- _Work item_: Write out the following listing in full, exactly as it reads.
START Information shown
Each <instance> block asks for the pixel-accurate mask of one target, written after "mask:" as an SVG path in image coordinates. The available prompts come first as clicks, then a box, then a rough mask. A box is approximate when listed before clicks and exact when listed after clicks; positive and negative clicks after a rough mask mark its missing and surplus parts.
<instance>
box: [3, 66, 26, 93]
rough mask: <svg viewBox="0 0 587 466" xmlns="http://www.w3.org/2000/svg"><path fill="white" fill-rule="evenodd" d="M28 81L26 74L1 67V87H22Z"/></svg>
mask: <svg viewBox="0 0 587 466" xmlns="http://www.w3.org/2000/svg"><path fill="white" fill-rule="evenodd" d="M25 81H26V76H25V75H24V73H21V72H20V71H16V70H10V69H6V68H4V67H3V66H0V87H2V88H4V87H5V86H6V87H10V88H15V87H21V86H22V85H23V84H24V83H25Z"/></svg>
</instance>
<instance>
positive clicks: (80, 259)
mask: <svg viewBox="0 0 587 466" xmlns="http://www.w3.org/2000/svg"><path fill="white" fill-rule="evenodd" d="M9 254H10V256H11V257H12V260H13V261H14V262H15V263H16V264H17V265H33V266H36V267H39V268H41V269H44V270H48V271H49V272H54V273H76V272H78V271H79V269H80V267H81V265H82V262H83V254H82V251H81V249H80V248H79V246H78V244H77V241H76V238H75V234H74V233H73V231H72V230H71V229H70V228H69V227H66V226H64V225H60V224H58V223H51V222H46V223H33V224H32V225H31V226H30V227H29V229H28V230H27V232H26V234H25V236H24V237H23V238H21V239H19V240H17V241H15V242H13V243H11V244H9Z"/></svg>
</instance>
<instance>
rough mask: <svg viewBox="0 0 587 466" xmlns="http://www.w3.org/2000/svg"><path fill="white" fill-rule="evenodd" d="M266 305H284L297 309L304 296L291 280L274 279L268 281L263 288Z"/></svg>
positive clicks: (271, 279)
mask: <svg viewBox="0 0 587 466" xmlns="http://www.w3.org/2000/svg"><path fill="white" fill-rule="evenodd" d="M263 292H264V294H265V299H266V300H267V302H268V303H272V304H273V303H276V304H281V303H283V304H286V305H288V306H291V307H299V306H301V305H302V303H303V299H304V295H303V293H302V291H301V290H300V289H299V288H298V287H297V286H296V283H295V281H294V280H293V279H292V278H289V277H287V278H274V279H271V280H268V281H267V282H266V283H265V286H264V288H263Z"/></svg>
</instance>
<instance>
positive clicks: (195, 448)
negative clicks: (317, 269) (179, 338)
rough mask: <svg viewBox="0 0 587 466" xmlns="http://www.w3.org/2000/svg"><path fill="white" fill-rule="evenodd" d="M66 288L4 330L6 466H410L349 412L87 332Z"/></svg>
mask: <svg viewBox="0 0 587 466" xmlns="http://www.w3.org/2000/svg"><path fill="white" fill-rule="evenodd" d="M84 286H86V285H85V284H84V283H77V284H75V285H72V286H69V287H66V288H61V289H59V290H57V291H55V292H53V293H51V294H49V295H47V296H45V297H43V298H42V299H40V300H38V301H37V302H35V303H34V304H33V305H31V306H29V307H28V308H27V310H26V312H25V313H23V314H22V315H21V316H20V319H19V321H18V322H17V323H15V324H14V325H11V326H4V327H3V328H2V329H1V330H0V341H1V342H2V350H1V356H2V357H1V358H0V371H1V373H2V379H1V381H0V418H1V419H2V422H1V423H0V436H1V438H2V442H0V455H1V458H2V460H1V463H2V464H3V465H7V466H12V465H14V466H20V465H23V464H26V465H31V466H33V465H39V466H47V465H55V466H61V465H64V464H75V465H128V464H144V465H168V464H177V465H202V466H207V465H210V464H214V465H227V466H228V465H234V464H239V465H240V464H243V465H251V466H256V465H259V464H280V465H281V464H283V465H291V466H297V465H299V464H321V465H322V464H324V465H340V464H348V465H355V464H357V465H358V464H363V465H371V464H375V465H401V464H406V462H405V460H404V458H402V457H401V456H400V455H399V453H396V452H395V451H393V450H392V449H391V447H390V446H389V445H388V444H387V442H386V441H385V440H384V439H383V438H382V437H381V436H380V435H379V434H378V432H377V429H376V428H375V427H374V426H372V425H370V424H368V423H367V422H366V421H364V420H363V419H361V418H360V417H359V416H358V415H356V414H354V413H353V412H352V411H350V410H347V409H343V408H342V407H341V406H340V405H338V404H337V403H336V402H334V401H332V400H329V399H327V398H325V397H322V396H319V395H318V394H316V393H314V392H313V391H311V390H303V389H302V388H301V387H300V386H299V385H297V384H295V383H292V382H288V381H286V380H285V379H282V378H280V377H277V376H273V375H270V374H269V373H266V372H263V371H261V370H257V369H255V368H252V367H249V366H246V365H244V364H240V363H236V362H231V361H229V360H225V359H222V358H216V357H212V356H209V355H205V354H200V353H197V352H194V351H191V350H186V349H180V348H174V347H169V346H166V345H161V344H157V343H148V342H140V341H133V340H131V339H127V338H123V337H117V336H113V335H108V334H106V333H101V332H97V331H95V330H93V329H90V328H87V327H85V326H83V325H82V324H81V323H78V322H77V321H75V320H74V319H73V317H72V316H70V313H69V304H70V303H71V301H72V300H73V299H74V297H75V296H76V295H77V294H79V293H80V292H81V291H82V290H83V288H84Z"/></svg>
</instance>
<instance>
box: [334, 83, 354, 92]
END Information shown
- _Your solution_:
Each <instance> block asks for the pixel-accurate mask of one target, written after "mask:" as an SVG path in image coordinates. The available prompts come first as clicks, then a box, then a rough mask. A box is approximate when listed before clicks and exact when listed after clicks; positive and negative clicks after a rough mask mark its missing and surplus parts.
<instance>
box: [3, 66, 26, 93]
rough mask: <svg viewBox="0 0 587 466" xmlns="http://www.w3.org/2000/svg"><path fill="white" fill-rule="evenodd" d="M28 81L26 74L1 67V87H22Z"/></svg>
mask: <svg viewBox="0 0 587 466" xmlns="http://www.w3.org/2000/svg"><path fill="white" fill-rule="evenodd" d="M25 81H26V76H25V75H24V73H21V72H20V71H16V70H10V69H6V68H4V67H3V66H0V87H2V88H4V87H5V86H6V87H10V88H15V87H21V86H22V85H23V84H24V83H25Z"/></svg>
</instance>
<instance>
positive clicks: (80, 259)
mask: <svg viewBox="0 0 587 466" xmlns="http://www.w3.org/2000/svg"><path fill="white" fill-rule="evenodd" d="M9 254H10V256H11V257H12V260H13V261H14V262H15V263H16V264H17V265H33V266H36V267H39V268H41V269H44V270H48V271H49V272H54V273H76V272H78V271H79V269H80V267H81V265H82V262H83V254H82V251H81V249H80V248H79V246H78V244H77V241H76V238H75V234H74V233H73V231H72V230H71V229H70V228H69V227H66V226H64V225H60V224H58V223H51V222H46V223H33V224H32V225H31V226H30V227H29V229H28V230H27V232H26V234H25V236H24V237H23V238H21V239H19V240H17V241H15V242H13V243H11V244H9Z"/></svg>
</instance>
<instance>
rough mask: <svg viewBox="0 0 587 466" xmlns="http://www.w3.org/2000/svg"><path fill="white" fill-rule="evenodd" d="M266 305H284L297 309L304 296L291 280L274 279L268 281L263 288Z"/></svg>
positive clicks: (271, 279)
mask: <svg viewBox="0 0 587 466" xmlns="http://www.w3.org/2000/svg"><path fill="white" fill-rule="evenodd" d="M263 292H264V294H265V299H266V300H267V302H268V303H272V304H273V303H276V304H281V303H283V304H286V305H288V306H291V307H299V306H301V305H302V303H303V299H304V295H303V293H302V291H301V290H300V289H299V288H298V287H297V286H296V283H295V281H294V280H293V279H292V278H289V277H287V278H274V279H271V280H268V281H267V282H266V283H265V286H264V288H263Z"/></svg>
</instance>
<instance>
positive clicks: (195, 448)
negative clicks: (317, 269) (179, 338)
rough mask: <svg viewBox="0 0 587 466" xmlns="http://www.w3.org/2000/svg"><path fill="white" fill-rule="evenodd" d="M66 288L4 330L6 466H410L349 412L87 332Z"/></svg>
mask: <svg viewBox="0 0 587 466" xmlns="http://www.w3.org/2000/svg"><path fill="white" fill-rule="evenodd" d="M84 286H86V285H85V284H84V283H77V284H75V285H72V286H69V287H66V288H61V289H59V290H57V291H55V292H53V293H51V294H49V295H47V296H45V297H43V298H42V299H40V300H38V301H37V302H35V303H34V304H33V305H31V306H29V307H28V308H27V310H26V312H25V313H23V314H22V315H21V316H20V319H19V321H18V322H17V323H15V324H14V325H11V326H4V327H3V328H2V329H1V330H0V341H1V342H2V350H1V356H2V357H1V358H0V371H1V373H2V379H1V381H0V418H1V419H2V422H1V423H0V436H1V438H2V442H0V455H1V458H2V460H1V463H2V464H3V465H7V466H12V465H14V466H20V465H23V464H26V465H31V466H33V465H39V466H47V465H55V466H61V465H64V464H75V465H128V464H144V465H168V464H177V465H202V466H207V465H210V464H214V465H227V466H228V465H234V464H239V465H240V464H243V465H251V466H256V465H259V464H280V465H281V464H283V465H291V466H297V465H299V464H321V465H322V464H324V465H340V464H348V465H355V464H357V465H358V464H363V465H371V464H375V465H401V464H406V462H405V460H404V458H402V457H401V456H400V455H399V453H396V452H395V451H393V450H392V449H391V447H390V446H389V445H388V444H387V442H386V441H385V440H384V439H383V438H382V437H381V436H380V435H379V434H378V432H377V429H376V428H375V427H374V426H372V425H370V424H368V423H367V422H366V421H364V420H363V419H361V418H360V417H359V416H358V415H356V414H354V413H353V412H352V411H350V410H347V409H343V408H342V407H341V406H340V405H338V404H337V403H336V402H334V401H332V400H329V399H327V398H325V397H322V396H319V395H318V394H316V393H314V392H313V391H311V390H303V389H302V388H301V387H300V386H299V385H297V384H295V383H292V382H288V381H286V380H285V379H282V378H280V377H277V376H273V375H270V374H269V373H266V372H263V371H261V370H257V369H255V368H252V367H249V366H246V365H244V364H240V363H236V362H231V361H229V360H225V359H222V358H216V357H212V356H209V355H205V354H200V353H197V352H194V351H191V350H186V349H180V348H174V347H169V346H166V345H161V344H157V343H148V342H140V341H133V340H131V339H127V338H123V337H117V336H113V335H108V334H106V333H101V332H97V331H95V330H93V329H90V328H87V327H85V326H83V325H82V324H81V323H78V322H77V321H75V320H74V319H73V317H72V316H70V313H69V304H70V303H71V301H72V300H73V299H74V297H75V296H76V295H77V294H79V293H80V292H81V291H82V290H83V288H84Z"/></svg>
</instance>
<instance>
box: [334, 83, 354, 92]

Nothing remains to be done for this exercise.